▶ [WHAT YOU SHOULD DO]: Reproduce all of the material below, swapping "pixel units" for "pixel coordinates" everywhere it appears and leaving everything else unchanged. Leave the pictures out of your answer.

--- START DATA FOR PROCESSING ---

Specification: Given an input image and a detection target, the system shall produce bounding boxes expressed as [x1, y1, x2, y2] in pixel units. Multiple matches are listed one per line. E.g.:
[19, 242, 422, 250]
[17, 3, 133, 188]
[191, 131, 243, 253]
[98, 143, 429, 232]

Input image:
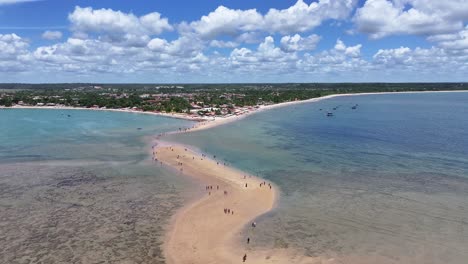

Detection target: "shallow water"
[171, 93, 468, 264]
[0, 109, 192, 263]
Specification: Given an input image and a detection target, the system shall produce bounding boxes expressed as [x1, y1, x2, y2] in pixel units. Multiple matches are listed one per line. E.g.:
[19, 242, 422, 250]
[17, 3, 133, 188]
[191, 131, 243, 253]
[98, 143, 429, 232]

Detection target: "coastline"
[5, 88, 467, 263]
[4, 90, 468, 134]
[153, 141, 317, 264]
[154, 91, 467, 264]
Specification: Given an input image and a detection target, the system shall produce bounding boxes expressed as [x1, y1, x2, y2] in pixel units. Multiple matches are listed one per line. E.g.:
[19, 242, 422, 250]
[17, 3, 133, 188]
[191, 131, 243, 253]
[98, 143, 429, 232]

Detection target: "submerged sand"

--- END DATA FOR PROCESSING ---

▶ [ANSWER TO THIS TASK]:
Specification: Given an input image and a detection target, the system shall produce bounding boxes expressed as [x1, y1, x2, y2] in pixel coordinates. Multiple matches are listed one per line. E.g.:
[19, 242, 422, 250]
[17, 3, 133, 188]
[191, 131, 243, 253]
[98, 143, 429, 232]

Input image:

Detection target: "shallow water"
[171, 93, 468, 264]
[0, 109, 192, 263]
Specification: Given an input image and a detection target, the system shall produce bounding boxes expressed as [x1, y1, x2, y2] in pixel coordinates. Multiple matches are listed one per line. E.g.:
[19, 242, 422, 250]
[17, 3, 133, 188]
[191, 131, 243, 253]
[98, 143, 429, 232]

Detection target: "coastline"
[5, 88, 467, 263]
[4, 90, 468, 134]
[153, 141, 317, 264]
[154, 91, 467, 264]
Specification: Given an input image and a detection target, the system shall produce bounding boxes expressed as [x1, y1, x2, y2] in pixel coordinates. Multiple matches are listed one per line. E.g.:
[19, 242, 422, 250]
[17, 3, 133, 188]
[191, 131, 243, 253]
[98, 143, 429, 232]

Detection target: "submerged sand"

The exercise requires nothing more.